▸ **LISTED RECORDS**
^^^^^^^^^^^^^^^^

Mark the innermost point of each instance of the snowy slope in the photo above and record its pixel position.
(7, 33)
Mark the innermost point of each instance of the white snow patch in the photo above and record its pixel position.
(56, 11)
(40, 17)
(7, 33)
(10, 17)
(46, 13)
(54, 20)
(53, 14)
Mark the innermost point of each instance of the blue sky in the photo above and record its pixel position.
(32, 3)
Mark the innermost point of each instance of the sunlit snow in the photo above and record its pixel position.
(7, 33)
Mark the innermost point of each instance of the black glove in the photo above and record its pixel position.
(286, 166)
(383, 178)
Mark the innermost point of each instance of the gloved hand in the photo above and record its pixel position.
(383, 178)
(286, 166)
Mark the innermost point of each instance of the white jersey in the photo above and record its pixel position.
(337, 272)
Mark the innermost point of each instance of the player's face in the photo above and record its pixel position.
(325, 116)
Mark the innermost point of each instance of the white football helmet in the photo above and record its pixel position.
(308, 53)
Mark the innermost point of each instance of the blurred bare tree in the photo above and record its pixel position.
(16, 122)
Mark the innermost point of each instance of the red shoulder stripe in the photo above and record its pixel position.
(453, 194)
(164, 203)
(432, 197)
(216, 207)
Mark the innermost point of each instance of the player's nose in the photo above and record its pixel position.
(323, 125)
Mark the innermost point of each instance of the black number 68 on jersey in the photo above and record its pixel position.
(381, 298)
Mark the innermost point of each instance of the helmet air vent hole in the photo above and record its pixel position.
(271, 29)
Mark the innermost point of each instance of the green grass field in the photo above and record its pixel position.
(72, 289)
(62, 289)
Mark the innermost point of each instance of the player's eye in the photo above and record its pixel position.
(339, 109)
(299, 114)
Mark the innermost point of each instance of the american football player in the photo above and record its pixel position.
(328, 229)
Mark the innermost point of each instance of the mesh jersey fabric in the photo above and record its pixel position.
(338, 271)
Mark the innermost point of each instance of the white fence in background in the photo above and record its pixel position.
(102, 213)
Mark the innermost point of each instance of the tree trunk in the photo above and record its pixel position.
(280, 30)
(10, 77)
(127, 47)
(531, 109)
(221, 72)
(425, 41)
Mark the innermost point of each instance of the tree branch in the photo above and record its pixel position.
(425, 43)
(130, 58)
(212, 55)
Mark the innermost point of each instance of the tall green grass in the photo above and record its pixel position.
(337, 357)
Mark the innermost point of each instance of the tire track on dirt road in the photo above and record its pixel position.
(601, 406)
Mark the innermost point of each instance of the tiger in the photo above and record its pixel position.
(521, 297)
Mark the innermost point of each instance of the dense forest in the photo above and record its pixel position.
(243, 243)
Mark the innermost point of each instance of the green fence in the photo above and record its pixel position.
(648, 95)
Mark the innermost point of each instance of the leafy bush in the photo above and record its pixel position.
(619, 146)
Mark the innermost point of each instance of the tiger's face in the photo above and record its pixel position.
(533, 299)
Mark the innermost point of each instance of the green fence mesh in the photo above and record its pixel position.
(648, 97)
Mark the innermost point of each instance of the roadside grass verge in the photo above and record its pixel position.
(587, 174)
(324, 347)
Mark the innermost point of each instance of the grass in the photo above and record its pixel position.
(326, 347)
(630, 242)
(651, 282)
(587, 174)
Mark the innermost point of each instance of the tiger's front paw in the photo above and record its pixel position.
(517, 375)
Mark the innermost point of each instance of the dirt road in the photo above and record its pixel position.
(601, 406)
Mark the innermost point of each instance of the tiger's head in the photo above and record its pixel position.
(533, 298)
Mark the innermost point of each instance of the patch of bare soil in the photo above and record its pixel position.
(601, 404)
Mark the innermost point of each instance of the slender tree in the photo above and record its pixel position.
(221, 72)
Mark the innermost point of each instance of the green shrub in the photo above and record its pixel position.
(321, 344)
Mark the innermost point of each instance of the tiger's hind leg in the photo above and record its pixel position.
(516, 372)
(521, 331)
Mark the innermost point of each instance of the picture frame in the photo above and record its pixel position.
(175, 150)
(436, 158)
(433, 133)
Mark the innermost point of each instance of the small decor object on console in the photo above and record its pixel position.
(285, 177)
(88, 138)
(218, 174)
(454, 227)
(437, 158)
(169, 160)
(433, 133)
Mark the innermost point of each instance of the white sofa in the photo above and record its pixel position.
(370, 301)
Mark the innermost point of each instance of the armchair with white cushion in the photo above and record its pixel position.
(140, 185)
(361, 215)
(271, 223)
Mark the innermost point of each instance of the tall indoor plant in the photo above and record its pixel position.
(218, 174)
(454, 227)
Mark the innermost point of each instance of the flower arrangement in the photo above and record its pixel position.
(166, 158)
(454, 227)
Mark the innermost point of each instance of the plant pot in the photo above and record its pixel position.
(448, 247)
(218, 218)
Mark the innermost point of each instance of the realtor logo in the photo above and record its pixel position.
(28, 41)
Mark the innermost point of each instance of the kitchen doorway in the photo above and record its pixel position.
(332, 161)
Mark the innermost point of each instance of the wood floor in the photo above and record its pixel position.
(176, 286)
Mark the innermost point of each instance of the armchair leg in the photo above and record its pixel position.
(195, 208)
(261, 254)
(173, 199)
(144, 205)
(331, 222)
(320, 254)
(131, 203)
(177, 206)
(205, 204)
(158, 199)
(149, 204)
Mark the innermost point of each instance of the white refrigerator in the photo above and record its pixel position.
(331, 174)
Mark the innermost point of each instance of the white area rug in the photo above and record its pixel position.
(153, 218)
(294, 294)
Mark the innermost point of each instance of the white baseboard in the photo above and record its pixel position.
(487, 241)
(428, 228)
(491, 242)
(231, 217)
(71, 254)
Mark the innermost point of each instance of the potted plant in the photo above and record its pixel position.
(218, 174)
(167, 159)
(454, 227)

^^^^^^^^^^^^^^^^

▸ **PROBLEM DETAILS**
Set all of the records down again, exactly as they stand.

▸ **FINAL ANSWER**
Mark the innermost point of each instance of the snowy slope in the photo above and record its pixel position.
(7, 33)
Mark the innermost point of each instance of the white snow patch in the photo above and record its pixel position.
(56, 11)
(40, 17)
(7, 33)
(10, 17)
(46, 13)
(54, 20)
(53, 14)
Mark the innermost point of each instance of the blue sky in the photo above and record its pixel position.
(32, 3)
Mark the innermost point of each instance of the sunlit snow in the photo above and record its pixel position.
(7, 33)
Mark the innermost point of each instance of the black glove in the photo above and record its pixel position.
(286, 166)
(383, 178)
Mark the innermost point of each instance of the gloved hand in the photo above and record its pixel position.
(383, 178)
(286, 166)
Mark the innermost point of each instance of the white jersey in the photo above and record its pixel position.
(337, 272)
Mark the innermost point of each instance of the player's face in the photo above and record its pixel position.
(325, 116)
Mark the innermost point of each instance of the white football helmet in the photo above and record its pixel position.
(308, 53)
Mark the innermost point of each instance of the blurred bare tree in the photo above and record its pixel position.
(16, 122)
Mark the innermost point of each instance of the red shoulder stripe in the photo above and record its pixel position.
(453, 194)
(164, 203)
(432, 197)
(216, 207)
Mark the innermost point of each instance of the player's nose in the photo above and record its pixel position.
(323, 125)
Mark the innermost point of each instance of the black number 68 on jersey in the photo above and record its pixel position.
(381, 298)
Mark the innermost point of each instance of the helmet air vent hole in the photo above and record its pixel position.
(271, 29)
Mark the innermost point of each instance of the green grass field in the photo above and record its pixel position.
(72, 289)
(62, 289)
Mark the innermost point of each instance of the player's eye in the photo above and record its pixel position.
(339, 109)
(299, 114)
Mark the innermost point of each instance of the american football player in the photo above and record its pixel position.
(328, 229)
Mark the innermost point of each instance of the mesh jersey fabric in the photo above and record its pixel position.
(338, 271)
Mark the innermost point of each instance of the white fence in background in the photo above and record its pixel position.
(102, 213)
Mark the innermost point of each instance of the tree trunk in the photo above and record its pixel position.
(280, 30)
(10, 77)
(127, 47)
(531, 109)
(221, 72)
(425, 41)
Mark the innermost point of each instance of the tree branch in the photo above and record its pixel position.
(425, 43)
(130, 58)
(212, 55)
Mark the innermost point of each instance of the tall green grass in the photo above and record its pixel position.
(337, 357)
Mark the innermost point of each instance of the tire track on dirt road in the photo above and record its pixel position.
(601, 406)
Mark the innermost point of each instance of the tiger in the photo above and record its pixel position.
(521, 297)
Mark the innermost point of each instance of the dense forest in the photo above and record its pixel position.
(243, 243)
Mark the innermost point of each instance of the green fence in the photo above and record its pixel position.
(648, 95)
Mark the innermost point of each instance of the leafy bush in the photo above and record its pixel position.
(619, 146)
Mark the innermost point of each instance of the tiger's face in the photo above and record its pixel position.
(533, 299)
Mark the innermost point of each instance of the green fence mesh in the photo above and record its pixel position.
(648, 97)
Mark the innermost point of each instance of the roadside grass verge in the photo above and record its pixel position.
(587, 174)
(324, 347)
Mark the innermost point of each instance of the grass in the photo above and record its pixel position.
(326, 347)
(630, 242)
(651, 282)
(587, 174)
Mark the innermost point of each instance of the tiger's front paw in the photo above and record its pixel position.
(517, 375)
Mark the innermost point of each instance of the dirt road in the photo above and record its pixel position.
(601, 406)
Mark the innermost point of each instance of the tiger's head in the photo above and record its pixel position.
(533, 298)
Mark the innermost point of each instance of the patch of bare soil in the photo above and record its pixel position.
(601, 404)
Mark the innermost point of each instance of the slender tree in the photo above and record its pixel position.
(221, 72)
Mark the innermost point of each instance of the green shrub in the photo above and record its pixel position.
(321, 344)
Mark the innermost point of each instance of the tiger's hind leg in the photo above and record its pixel position.
(516, 372)
(521, 331)
Mark the innermost point of each instance of the picture frame in the photo above and record its pixel position.
(175, 150)
(436, 158)
(433, 133)
Mark the innermost point of each instance of the small decor object on console in the photo above and record its pixel position.
(285, 177)
(88, 138)
(218, 174)
(454, 227)
(437, 158)
(169, 160)
(433, 133)
Mark the innermost point of each instance of the white sofa in the photo above and record its pixel position.
(370, 301)
Mark the innermost point of each instance of the armchair with white cushion in the photo above and record its pixel position.
(140, 185)
(361, 215)
(271, 223)
Mark the innermost point of each instance of the tall indoor plant in the photo above and record its pixel position.
(218, 174)
(454, 227)
Mark the innermost point of each instance of the flower arrangement in the photo above and record its pixel position.
(166, 158)
(454, 227)
Mark the innermost point of each instance of the plant pot in the photo above and record its pixel position.
(448, 247)
(218, 218)
Mark the innermost point of each instance of the realtor logo in the photo above and record its pixel position.
(28, 41)
Mark the innermost point of each instance of the kitchen doorway in the photo above and record its pixel position.
(332, 161)
Mark the innermost point of each instance of the wood floor in the photo above and record its pixel position.
(176, 286)
Mark the innermost point of each instance of the armchair leg in the photo above and record its pixel position.
(195, 208)
(261, 254)
(173, 199)
(144, 205)
(331, 222)
(320, 254)
(131, 203)
(177, 206)
(205, 204)
(158, 199)
(149, 204)
Mark the innermost point of each instance of the white refrigerator in the photo above and record its pixel position.
(331, 174)
Mark the innermost point of each instance of the white area rug in the photo above and record its pixel position.
(153, 218)
(294, 294)
Mark the innermost point of each instance of the white baseboard in the photo above and record its pixel position.
(487, 241)
(428, 228)
(491, 242)
(231, 217)
(71, 254)
Mark the innermost point of each instance of the potted plant in the photo above and record its pixel position.
(218, 174)
(167, 159)
(454, 227)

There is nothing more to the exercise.